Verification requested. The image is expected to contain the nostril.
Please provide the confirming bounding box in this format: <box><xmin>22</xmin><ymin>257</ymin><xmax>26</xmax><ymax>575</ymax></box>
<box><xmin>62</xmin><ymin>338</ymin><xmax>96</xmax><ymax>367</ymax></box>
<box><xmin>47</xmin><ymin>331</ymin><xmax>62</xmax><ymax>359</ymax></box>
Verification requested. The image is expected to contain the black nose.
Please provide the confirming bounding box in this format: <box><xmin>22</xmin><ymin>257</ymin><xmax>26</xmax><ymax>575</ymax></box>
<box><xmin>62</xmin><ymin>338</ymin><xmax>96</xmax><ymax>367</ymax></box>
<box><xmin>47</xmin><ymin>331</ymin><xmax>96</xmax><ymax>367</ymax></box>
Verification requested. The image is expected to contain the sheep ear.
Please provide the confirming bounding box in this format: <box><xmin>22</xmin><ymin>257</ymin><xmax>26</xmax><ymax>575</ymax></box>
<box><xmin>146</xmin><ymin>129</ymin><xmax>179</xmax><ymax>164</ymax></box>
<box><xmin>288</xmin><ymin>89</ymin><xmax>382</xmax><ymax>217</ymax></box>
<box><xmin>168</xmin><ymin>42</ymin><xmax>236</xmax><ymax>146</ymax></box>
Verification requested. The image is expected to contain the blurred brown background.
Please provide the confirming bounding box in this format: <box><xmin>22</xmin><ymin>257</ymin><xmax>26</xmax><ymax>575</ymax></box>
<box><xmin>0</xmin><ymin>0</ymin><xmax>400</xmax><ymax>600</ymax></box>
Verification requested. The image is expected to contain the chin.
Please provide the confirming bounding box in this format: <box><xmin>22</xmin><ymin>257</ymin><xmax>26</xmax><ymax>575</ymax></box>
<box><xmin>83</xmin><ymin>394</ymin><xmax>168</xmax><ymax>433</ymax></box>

* * *

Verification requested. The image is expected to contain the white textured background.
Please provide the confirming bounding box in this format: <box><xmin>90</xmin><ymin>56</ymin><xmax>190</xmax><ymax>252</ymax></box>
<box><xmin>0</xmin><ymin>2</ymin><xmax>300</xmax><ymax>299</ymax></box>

**EXERCISE DETAILS:** State how many lines of the data above contain the word "Verification", treating uppercase and lowercase as distinct, and give only that number.

**OUTPUT FOR THIS EXERCISE:** 6